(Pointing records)
-- -- --

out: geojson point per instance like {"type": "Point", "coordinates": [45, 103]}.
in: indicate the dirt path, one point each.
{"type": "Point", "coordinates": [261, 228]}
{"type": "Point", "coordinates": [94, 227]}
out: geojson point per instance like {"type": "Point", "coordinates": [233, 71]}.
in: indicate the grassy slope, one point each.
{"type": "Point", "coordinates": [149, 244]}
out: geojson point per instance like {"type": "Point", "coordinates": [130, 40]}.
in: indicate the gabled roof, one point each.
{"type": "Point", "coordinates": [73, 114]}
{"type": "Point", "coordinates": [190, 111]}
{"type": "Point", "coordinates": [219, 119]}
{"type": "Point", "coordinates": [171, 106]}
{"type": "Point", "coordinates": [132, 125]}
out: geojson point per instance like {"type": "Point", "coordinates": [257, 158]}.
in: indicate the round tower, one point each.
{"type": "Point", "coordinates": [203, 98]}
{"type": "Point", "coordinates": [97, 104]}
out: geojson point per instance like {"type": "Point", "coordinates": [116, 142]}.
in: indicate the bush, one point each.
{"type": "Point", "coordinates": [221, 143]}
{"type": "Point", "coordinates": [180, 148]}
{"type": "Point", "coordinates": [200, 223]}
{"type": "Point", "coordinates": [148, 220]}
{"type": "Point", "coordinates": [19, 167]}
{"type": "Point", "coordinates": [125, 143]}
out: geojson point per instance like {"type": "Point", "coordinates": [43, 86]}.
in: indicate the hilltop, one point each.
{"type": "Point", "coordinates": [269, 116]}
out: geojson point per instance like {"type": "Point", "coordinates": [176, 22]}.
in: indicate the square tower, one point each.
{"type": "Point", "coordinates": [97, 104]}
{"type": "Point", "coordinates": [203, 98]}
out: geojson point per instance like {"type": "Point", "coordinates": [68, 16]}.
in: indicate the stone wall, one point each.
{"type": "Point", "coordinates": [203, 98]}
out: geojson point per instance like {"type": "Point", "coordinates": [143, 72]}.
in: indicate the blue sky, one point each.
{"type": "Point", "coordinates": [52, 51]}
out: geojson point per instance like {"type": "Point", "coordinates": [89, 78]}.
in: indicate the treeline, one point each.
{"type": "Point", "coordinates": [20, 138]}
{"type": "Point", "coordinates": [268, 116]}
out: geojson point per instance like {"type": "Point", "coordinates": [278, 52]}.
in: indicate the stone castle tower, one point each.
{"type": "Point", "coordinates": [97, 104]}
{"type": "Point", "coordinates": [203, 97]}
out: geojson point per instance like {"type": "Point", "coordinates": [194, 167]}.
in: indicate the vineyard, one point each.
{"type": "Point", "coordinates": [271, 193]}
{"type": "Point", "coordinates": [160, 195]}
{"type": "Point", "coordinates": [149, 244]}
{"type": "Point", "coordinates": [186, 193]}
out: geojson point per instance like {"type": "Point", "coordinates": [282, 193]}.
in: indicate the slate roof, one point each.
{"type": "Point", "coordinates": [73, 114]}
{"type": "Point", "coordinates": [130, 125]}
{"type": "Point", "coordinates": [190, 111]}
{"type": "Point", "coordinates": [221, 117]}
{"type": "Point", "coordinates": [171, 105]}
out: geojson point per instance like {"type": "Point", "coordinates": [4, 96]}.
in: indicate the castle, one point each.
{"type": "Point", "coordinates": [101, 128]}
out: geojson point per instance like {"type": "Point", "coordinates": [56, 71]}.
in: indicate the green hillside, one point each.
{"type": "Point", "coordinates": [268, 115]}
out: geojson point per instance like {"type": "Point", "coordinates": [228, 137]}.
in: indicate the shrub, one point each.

-- -- --

→ **GOAL**
Extract every line of the material above that contains the string "tower".

→ **THE RESPONSE**
in: indicate the round tower, one point each.
in: indicate the square tower, one point each.
in: indicate the stone castle tower, one point each.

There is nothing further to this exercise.